- **Problem to solve**
The line containing "Q: What bounding" and every line after it, through the end of the records below: repeat them exactly, nothing more.

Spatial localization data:
>>>>>

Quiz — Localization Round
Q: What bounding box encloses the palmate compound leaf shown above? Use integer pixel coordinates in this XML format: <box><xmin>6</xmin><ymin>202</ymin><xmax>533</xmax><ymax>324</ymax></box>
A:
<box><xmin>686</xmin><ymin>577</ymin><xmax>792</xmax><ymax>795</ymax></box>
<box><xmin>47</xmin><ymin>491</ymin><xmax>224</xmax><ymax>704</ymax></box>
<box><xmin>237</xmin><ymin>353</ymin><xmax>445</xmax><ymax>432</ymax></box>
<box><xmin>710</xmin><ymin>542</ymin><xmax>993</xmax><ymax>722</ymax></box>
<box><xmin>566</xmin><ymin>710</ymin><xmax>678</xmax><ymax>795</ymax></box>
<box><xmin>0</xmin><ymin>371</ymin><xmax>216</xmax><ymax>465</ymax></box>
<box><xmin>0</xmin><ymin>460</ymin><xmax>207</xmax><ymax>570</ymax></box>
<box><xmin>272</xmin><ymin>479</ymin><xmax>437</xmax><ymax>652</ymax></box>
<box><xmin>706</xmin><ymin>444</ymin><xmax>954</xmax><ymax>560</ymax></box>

<<<<<

- **Written reply**
Q: What bounding box encloses the palmate compound leaf shown above? Use integer pixel coordinates in this XML format: <box><xmin>6</xmin><ymin>202</ymin><xmax>533</xmax><ymax>324</ymax></box>
A:
<box><xmin>686</xmin><ymin>577</ymin><xmax>792</xmax><ymax>795</ymax></box>
<box><xmin>47</xmin><ymin>491</ymin><xmax>224</xmax><ymax>704</ymax></box>
<box><xmin>237</xmin><ymin>353</ymin><xmax>445</xmax><ymax>432</ymax></box>
<box><xmin>710</xmin><ymin>542</ymin><xmax>993</xmax><ymax>722</ymax></box>
<box><xmin>566</xmin><ymin>710</ymin><xmax>678</xmax><ymax>795</ymax></box>
<box><xmin>0</xmin><ymin>371</ymin><xmax>216</xmax><ymax>465</ymax></box>
<box><xmin>0</xmin><ymin>460</ymin><xmax>207</xmax><ymax>570</ymax></box>
<box><xmin>272</xmin><ymin>479</ymin><xmax>437</xmax><ymax>652</ymax></box>
<box><xmin>706</xmin><ymin>444</ymin><xmax>954</xmax><ymax>560</ymax></box>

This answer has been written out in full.